## [OBJECTIVE]
Lay out the lines below as a Markdown table with the columns "Row" and "Line," skipping any blank lines. Include only the lines from the one containing "of the collar" down through the last line.

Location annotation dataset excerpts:
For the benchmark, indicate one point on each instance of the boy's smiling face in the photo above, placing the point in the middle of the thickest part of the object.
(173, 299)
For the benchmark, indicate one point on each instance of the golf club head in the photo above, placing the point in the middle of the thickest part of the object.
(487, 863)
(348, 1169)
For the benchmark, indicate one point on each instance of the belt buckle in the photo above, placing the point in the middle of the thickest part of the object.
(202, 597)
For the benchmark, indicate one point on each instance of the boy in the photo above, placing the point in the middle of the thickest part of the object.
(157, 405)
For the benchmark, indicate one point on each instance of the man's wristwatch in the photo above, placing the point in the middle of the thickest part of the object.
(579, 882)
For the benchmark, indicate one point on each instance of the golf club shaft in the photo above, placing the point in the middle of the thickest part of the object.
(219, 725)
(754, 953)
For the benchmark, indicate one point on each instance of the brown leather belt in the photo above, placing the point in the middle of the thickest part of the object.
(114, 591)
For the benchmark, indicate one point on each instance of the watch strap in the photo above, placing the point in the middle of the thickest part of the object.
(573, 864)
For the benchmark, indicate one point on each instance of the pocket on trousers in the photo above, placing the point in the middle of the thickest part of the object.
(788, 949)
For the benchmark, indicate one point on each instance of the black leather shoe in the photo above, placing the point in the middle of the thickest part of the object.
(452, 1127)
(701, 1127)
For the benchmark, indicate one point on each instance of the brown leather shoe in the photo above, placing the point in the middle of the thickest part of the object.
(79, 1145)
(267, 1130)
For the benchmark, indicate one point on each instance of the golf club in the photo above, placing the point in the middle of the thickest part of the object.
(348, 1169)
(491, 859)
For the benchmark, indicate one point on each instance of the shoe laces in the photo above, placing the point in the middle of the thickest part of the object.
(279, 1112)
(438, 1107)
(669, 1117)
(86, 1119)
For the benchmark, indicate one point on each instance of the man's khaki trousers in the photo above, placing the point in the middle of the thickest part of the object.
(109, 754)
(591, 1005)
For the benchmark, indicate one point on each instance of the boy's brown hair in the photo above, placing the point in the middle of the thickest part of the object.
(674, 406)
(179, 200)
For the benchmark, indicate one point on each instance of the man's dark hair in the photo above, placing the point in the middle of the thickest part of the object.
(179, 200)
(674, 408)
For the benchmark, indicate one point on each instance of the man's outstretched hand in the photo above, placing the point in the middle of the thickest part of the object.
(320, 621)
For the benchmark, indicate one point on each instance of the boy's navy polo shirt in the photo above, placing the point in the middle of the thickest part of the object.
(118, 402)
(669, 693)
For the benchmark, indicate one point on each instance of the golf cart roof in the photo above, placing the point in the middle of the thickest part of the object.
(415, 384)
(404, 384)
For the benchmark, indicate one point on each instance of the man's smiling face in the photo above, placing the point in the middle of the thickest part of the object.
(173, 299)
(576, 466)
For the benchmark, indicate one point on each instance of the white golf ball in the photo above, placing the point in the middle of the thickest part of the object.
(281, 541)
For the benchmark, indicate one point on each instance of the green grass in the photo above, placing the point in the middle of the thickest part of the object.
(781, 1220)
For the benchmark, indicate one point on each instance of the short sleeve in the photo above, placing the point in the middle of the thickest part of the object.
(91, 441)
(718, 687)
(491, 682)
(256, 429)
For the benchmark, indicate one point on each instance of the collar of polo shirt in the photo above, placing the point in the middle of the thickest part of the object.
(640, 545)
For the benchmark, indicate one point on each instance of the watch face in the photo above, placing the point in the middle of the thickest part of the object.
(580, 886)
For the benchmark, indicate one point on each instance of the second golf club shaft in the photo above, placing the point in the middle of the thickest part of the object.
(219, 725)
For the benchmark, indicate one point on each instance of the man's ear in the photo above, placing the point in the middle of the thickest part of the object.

## [ANSWER]
| Row | Line |
|---|---|
| 1 | For the benchmark, indicate one point on each instance of the collar of polo shirt in the photo above, placing the point in the middle of the thickest part of the object. |
| 2 | (640, 545) |
| 3 | For the benchmark, indicate one point on each instance of the watch face in the photo above, placing the point in the middle of the thickest part of the object. |
| 4 | (580, 886) |
| 5 | For the benchmark, indicate one point on each instance of the second golf club shaft in the photo above, placing the point in the middle of the thickest part of the object. |
| 6 | (219, 725) |
| 7 | For the benchmark, indicate one point on each instance of the man's ear in the photo above, placing the point in the middle of the thickest part of the object. |